Clear is deploying WiMax service for their 4G coverage, which makes them the odd man out in the 4G footrace. AT&T and T-Mobile are both using LTE (which, confusingly, will be deployed on their existing GSM and CDMA networks, so they will not be compatible), while T-Mobile is ramping up HSPA+ on its GSM network. In other words: it’s a highly fragmented market, and when you buy a device, you’re also committing to that carrier.
The Clear service is available under substantially similar terms from Comcast and Sprint, both investors in Clear—but I’ve been a customer of both, and suffice to say, that was good enough reason to buy from Clear. You’ll get different equipment from each provider, even though they all use the same network. Based on my experience, the equipment is another damn good reason to be a Clear customer.
A mifi device picks up a cellular signal and connects it to a wireless router, all in one box. Essentially, when I throw my mifi in my backpack, I become my own hotspot. Most carriers now offer one, nearly all of them on contract—Virgin Mobile being an exception—and almostall of them with stringent restrictions on how much data you can use each month. WiMax is an exception.
This screenshot indicates why a data cap doesn’t work for me. This is my usage in one evening; total data usage since I received the device five days ago is a hair shy of nine gigabytes. So I’m approximately using in one day what AT&T will sell me for a month’s usage. Notably, WiMax is fast enough that I’m using it as a replacement for both home Internet service and roaming hotspots—which isn’t possible on any other service at the moment.
The “+” in the “4G+” refers to roaming on Sprint’s 3G network when you’re outside of Clear’s 4G coverage. It also can kick in when you wander into a nook or cranny of a building where one signal is available but not the other; admin settings let you turn off either 4G or 3G, or set 4G to preferred. Clear’s plan includes 5 gigs a month of 3G data, which means that I’ll be cutting back on podcast downloads and streaming media when I’m outside 4G range—a good idea anyway, as 3G ain’t the fastest pipe.
The mifi has an LCD screen showing crucial connection data; you may note that the screenshot above looks very similar. That’s because it includes a web server which displays the LCD information live in a browser, which works perfectly on an iPod touch. With the mifi in my backpack, I can check to make sure I’m on 4G before catching up on the next Netflix episode of Doctor Who.

§ EXERCISE INSTRUCTIONS
• 1. In the post about Clear's WiMax service, what does the "+" in "4G+" refer to?
• 2. Write out the post about Clear's WiMax service word for word, from "The Clear service" up to and including "a Clear customer.".
• 3. Extend the post about Clear's WiMax service with the next part, picking up after its final sentence.

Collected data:
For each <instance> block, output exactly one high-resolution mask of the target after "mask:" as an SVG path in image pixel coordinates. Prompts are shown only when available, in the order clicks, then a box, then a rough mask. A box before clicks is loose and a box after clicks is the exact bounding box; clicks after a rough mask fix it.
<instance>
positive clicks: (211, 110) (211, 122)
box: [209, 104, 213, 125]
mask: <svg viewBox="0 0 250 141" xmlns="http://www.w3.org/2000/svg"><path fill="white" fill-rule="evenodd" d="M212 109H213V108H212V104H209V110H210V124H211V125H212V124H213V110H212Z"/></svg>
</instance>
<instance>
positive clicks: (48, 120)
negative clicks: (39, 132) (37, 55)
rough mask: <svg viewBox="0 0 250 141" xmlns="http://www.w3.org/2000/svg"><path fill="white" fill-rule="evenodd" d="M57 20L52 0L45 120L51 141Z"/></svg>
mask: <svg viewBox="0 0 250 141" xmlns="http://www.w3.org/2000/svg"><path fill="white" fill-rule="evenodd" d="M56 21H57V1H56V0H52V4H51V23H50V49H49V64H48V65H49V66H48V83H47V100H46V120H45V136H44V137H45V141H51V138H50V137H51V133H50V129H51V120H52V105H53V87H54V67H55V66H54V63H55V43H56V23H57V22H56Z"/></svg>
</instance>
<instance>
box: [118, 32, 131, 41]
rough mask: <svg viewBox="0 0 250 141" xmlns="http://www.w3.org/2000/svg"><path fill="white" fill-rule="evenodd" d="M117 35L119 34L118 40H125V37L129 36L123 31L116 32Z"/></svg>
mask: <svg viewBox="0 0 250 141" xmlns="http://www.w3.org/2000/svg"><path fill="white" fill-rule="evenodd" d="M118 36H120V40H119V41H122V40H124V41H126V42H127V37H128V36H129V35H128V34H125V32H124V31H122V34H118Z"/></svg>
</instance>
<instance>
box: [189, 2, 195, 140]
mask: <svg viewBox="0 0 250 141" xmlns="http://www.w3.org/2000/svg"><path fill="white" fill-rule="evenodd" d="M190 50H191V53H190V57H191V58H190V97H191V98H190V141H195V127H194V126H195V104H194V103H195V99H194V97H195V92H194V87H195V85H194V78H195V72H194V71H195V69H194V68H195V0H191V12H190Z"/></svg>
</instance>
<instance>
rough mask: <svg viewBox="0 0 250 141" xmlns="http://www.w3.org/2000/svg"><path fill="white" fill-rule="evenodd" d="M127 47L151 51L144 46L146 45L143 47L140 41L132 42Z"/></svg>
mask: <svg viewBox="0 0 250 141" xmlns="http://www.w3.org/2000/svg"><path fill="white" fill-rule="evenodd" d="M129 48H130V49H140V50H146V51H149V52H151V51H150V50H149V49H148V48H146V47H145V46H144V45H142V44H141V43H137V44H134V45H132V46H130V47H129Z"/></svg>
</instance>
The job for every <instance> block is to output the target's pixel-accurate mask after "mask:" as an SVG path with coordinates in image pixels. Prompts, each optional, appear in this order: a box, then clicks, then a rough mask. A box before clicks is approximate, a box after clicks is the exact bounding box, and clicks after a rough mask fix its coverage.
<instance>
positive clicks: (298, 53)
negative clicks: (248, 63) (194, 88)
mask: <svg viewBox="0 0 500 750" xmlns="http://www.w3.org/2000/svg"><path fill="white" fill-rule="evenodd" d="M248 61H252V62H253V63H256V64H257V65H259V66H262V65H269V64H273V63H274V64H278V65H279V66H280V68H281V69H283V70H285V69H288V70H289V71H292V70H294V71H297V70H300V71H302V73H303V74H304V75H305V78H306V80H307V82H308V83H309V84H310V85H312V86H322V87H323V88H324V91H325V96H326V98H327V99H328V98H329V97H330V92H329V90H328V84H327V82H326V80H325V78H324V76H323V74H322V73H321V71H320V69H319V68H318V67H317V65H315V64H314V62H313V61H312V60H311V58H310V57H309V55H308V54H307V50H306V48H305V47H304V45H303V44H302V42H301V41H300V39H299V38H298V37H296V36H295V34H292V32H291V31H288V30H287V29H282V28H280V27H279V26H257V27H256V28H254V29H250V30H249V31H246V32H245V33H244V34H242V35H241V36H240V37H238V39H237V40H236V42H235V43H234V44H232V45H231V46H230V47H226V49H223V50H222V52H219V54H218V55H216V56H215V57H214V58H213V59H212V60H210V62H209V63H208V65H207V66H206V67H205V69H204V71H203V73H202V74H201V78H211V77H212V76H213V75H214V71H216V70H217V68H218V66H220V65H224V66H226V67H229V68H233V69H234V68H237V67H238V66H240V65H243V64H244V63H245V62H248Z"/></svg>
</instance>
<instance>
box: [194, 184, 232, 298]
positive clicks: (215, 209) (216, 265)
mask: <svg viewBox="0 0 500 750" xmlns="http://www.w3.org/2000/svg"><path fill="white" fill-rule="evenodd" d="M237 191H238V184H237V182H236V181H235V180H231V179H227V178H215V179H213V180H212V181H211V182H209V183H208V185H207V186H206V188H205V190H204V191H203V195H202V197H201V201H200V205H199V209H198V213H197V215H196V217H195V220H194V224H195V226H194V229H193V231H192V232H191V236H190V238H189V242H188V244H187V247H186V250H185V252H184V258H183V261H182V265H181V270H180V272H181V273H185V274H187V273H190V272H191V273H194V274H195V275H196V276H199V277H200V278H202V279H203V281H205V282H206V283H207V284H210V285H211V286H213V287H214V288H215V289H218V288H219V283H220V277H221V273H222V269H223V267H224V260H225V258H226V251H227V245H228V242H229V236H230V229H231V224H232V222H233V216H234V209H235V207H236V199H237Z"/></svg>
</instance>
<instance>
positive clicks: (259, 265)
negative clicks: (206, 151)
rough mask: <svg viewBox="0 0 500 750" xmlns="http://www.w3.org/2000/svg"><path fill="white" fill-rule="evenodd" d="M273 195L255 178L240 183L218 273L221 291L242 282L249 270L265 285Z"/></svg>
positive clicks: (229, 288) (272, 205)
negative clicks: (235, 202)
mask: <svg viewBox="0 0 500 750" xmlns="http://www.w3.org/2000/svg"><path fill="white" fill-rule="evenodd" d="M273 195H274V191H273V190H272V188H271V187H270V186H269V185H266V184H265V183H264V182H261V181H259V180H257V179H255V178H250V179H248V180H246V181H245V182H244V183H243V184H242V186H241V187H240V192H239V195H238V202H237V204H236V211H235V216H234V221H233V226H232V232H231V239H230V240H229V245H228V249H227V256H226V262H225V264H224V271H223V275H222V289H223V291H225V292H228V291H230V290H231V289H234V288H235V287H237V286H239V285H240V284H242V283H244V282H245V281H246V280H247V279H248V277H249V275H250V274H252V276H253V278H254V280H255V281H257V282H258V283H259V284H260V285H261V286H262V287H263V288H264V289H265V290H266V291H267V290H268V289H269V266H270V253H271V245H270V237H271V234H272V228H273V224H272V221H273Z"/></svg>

§ ANSWER LIST
• 1. It refers to roaming on Sprint's 3G network when you're outside of Clear's 4G coverage.

• 2.
The Clear service is available under substantially similar terms from Comcast and Sprint, both investors in Clear—but I’ve been a customer of both, and suffice to say, that was good enough reason to buy from Clear. You’ll get different equipment from each provider, even though they all use the same network. Based on my experience, the equipment is another damn good reason to be a Clear customer.

• 3.
Battery life is an issue; I get about 3 hours off of a charge. But in a winning move, the included charger is also a USB cable, so I can power it off of wall sockets, my laptop, or any portable gizmo which can provide USB power. In a second winning move, the mifi uses a standard battery size, so purchasing a few third-party extras and tossing them in my bag is easy (online; these aren’t stocked at CVS). Plug the mifi into laptop USB power, and a disk will mount in case you want to install Mac or Windows USB drivers, after which you can power down the wifi antenna if you want to lock up for security’s sake. The thing even includes a microSD slot—for reasons I can’t quite fathom.
4G speeds have been phenomenal by cellular standards, and decently fast by home wireless standards. It regularly kicks the ass of Starbucks wifi by 3:1, and by far more when it’s crowded. Spot check from my iPod: 1.56 Mbps down, 0.84 Mbps up, 363ms ping latency. (Which was happening while my MacBook was sharing the connection and downloading podcasts.)
Pricing: extremely decent. $55 a month for unlimited 4G and capped 3G service; $9 a month for modem lease. I’m on a contract, but the cancellation fee is only $40—compare that to the $350 outright purchase price of the mifi, and it’s quite a deal. Beyond that, though, this is the first mobile gizmo I’ve used in years that I can see myself using for two years straight.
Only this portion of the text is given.